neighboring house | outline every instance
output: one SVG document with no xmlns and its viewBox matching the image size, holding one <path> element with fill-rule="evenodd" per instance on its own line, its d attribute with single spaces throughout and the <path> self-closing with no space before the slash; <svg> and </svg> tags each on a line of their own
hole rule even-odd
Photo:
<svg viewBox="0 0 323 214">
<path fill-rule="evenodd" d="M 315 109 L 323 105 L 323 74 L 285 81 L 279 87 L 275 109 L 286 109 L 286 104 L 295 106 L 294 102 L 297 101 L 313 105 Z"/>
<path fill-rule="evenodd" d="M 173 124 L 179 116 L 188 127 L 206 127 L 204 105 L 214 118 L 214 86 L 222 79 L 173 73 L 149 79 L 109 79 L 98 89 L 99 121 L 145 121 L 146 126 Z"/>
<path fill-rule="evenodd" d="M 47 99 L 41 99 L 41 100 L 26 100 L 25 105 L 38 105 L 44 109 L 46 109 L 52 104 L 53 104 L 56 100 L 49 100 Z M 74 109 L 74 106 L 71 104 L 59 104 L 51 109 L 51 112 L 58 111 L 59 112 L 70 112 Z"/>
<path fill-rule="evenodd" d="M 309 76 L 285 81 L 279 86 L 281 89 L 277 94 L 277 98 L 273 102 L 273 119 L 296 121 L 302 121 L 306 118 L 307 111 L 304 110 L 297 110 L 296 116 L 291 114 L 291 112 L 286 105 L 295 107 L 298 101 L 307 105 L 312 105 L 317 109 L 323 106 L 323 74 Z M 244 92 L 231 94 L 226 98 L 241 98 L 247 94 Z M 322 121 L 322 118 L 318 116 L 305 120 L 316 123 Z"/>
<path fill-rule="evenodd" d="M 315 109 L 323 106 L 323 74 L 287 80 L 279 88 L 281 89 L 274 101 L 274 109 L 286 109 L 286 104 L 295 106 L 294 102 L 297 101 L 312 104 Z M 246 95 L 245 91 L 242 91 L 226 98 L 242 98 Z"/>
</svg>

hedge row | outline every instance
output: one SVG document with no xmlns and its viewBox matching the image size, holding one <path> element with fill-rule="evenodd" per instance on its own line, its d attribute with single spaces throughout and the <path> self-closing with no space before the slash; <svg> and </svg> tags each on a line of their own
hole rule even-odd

....................

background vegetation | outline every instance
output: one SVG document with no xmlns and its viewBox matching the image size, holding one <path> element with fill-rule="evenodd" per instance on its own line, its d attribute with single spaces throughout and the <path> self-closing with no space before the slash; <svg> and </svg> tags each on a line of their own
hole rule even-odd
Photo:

....................

WORK INSTRUCTIONS: Rescale the listing from the line that contains "neighboring house | outline every instance" through the line that contains "109 L 323 105", giving each of those lines again, requests included. Multiply every viewBox dimension and path coordinate in the answers by 0.2 and round to whole numbers, with halves rounded up, but leave the request lines and their format samples unchanged.

RESULT OF THE TASK:
neighboring house | outline every instance
output: one SVG document with no xmlns and its viewBox matching the image size, holding one <path> element with fill-rule="evenodd" per instance on its own line, its d attribute with single spaces throughout and the <path> self-closing with no space before the slash; <svg> and </svg> tags each on a line of their own
hole rule even-odd
Photo:
<svg viewBox="0 0 65 43">
<path fill-rule="evenodd" d="M 63 22 L 65 21 L 65 15 L 57 16 L 56 17 L 55 22 L 57 22 L 57 21 L 59 21 L 59 20 L 59 20 L 63 21 Z"/>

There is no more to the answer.